Extrait choisi
Il faut également parler de la structure. C’est une structure tridimensionnelle qui porte à la fois la peau du bâtiment et les planchers. Une structure qui va de l’extérieur à l’intérieur, puis qui sort à nouveau. La structure pose la question de la limite de l’architecture. C’est une question qui reste pour nous volontairement ambiguë et ouverte. Cette notion d’architecture infinie existait déjà dans le projet de la cité de la mode et du design par exemple.
Comment avez-vous travaillé avec les maîtres d’ouvrage ?
Les commanditaires voulaient une maison pour la vie. Ils souhaitaient une circulation verticale constituée à la fois d’un escalier et d’un ascenseur. Nous avons cherché les meilleures orientations possibles pour les lieux de vie. Nous avons fait un grand nombre d’études et de modèles, les allers-retours avec les nouveaux propriétaires ont été nombreux. Nous avons travaillé avec tous les moyens de représentations possibles, aussi bien croquis, maquettes ou modèles 3D. Le dessin manuel a des qualités et une force que la représentation numérique n’a pas. La maquette en carton constitue un outil de synthèse qu’un modèle 3D n’atteint pas.

Lignes du jeu de données:
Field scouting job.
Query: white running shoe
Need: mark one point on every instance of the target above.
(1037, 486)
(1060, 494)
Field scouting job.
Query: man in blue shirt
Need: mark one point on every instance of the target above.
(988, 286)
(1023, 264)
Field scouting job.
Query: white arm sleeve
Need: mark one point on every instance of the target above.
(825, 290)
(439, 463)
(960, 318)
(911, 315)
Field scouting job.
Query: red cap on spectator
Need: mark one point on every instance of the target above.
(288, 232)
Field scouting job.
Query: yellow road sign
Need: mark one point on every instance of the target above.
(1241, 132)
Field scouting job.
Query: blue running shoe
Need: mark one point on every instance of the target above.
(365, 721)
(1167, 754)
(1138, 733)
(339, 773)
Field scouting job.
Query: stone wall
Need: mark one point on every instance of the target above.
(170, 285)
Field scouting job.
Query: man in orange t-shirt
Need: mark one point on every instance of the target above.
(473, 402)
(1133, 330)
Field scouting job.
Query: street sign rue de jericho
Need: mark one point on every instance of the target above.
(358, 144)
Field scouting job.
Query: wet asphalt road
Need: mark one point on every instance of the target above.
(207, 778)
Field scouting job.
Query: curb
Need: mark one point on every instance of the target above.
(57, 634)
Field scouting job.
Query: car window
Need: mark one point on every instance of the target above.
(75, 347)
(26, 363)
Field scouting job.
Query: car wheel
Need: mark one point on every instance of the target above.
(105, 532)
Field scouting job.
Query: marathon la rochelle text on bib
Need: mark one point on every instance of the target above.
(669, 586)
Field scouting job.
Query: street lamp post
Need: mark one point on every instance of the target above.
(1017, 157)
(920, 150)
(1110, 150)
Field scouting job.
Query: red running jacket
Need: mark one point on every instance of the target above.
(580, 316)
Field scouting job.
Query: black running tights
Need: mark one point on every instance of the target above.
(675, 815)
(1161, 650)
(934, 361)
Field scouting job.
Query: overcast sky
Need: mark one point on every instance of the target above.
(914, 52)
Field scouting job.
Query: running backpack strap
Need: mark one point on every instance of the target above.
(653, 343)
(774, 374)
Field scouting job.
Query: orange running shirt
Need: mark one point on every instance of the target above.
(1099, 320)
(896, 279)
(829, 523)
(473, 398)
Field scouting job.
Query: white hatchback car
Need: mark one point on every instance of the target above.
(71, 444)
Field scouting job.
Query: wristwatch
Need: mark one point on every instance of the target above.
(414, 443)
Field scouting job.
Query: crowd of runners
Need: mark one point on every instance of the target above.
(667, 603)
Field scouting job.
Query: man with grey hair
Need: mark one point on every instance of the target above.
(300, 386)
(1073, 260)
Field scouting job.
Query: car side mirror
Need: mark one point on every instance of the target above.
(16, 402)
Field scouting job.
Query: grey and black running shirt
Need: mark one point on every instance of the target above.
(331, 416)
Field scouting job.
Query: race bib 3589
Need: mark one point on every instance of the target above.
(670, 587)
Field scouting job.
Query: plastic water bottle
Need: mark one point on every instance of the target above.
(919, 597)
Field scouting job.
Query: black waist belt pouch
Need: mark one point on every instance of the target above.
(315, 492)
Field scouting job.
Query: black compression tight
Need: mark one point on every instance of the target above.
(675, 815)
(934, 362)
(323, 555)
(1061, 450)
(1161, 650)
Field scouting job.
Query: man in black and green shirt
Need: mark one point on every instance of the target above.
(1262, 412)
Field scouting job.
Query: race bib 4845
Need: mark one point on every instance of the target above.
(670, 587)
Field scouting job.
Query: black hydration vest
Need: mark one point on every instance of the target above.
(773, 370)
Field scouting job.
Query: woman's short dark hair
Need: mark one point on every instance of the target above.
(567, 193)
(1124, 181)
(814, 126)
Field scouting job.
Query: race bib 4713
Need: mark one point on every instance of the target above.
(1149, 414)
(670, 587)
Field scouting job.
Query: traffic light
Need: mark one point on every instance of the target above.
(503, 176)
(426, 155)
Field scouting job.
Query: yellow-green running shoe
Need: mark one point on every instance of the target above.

Consigne
Écrivez la suite de l'entretien sur le projet de maison en reprenant juste après sa dernière phrase.

Production de l'exercice
Nous abordons souvent un projet en racontant une histoire, qui donne la raison d’être de notre démarche. La théorie n’est généralement pas le bon moyen de réponse vers un client. Il veut plutôt savoir où il se situe dans le projet, et comment il peut fonctionner dans la nouvelle proposition. Ce sont des questions à la fois simples et extrêmement vastes. Une histoire est généralement un bon élément de base sur lequel on peut revenir régulièrement, pour le faire évoluer.
Comment percevez-vous la plus-value qu’un architecte peut apporter?
Il s’agit seulement de se demander si l’on ne peut pas faire évoluer notre manière d’habiter la planète, de se demander s’il n’existe pas autour de nous de nouveaux outils capables de nous aider dans cette évolution. Moi je pense que oui. Je ne crois pas que l’on utilise ces outils au maximum. Je crois qu’on pourrait aller beaucoup plus loin. Notre rôle, comme architecte, est de prendre tout cela en considération. Nous vivons dans une ère extrêmement intéressante d’un point de vue technologique, et l’évolution n’est pas autre chose qu’une nécessité. Dans la répétition, on stagne. Il faut créer le patrimoine de demain. Chaque projet nous fait progresser, même si l’on n’identifie pas toujours explicitement l’apport d’une réalisation sur les réalisations à venir.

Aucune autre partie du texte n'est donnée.